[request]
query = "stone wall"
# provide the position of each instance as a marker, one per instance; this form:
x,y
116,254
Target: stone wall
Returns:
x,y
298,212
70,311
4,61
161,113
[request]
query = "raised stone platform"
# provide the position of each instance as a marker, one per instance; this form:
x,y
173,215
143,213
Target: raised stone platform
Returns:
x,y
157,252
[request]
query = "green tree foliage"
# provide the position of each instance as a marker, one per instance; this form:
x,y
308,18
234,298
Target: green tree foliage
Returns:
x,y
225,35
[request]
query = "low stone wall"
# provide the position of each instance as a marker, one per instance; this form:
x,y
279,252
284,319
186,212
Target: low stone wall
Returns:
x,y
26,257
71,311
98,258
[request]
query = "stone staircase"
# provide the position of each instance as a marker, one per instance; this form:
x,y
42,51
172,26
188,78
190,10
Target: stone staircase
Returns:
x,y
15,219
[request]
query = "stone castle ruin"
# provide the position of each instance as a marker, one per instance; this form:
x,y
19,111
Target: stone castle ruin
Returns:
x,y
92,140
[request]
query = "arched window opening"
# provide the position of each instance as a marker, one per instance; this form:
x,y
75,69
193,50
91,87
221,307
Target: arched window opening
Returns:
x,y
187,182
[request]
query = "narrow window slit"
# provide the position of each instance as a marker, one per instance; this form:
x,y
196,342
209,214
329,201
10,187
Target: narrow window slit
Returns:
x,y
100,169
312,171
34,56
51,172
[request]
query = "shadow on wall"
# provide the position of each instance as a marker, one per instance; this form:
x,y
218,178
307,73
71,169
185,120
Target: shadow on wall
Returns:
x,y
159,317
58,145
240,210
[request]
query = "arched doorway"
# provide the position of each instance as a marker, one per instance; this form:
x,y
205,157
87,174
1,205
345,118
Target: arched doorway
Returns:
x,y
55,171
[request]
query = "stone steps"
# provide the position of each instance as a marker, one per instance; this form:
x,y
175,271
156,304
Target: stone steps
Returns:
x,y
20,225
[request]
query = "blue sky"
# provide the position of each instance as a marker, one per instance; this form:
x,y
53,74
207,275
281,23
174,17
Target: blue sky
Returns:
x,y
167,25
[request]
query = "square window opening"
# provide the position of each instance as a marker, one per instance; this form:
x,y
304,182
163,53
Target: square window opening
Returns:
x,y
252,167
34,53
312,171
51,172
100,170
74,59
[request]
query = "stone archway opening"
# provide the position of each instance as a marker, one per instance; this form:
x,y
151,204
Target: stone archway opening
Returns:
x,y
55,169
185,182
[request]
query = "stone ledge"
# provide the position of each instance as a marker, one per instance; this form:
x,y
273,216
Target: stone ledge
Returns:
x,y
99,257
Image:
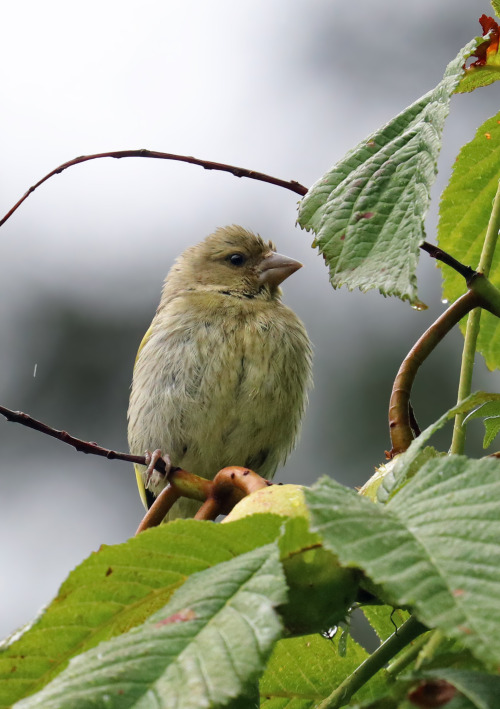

# # # #

Please list every line in the items above that contains the word "foliage", copying each such line in full. Case counts.

query = "green tree foliage"
Target: green tree foliage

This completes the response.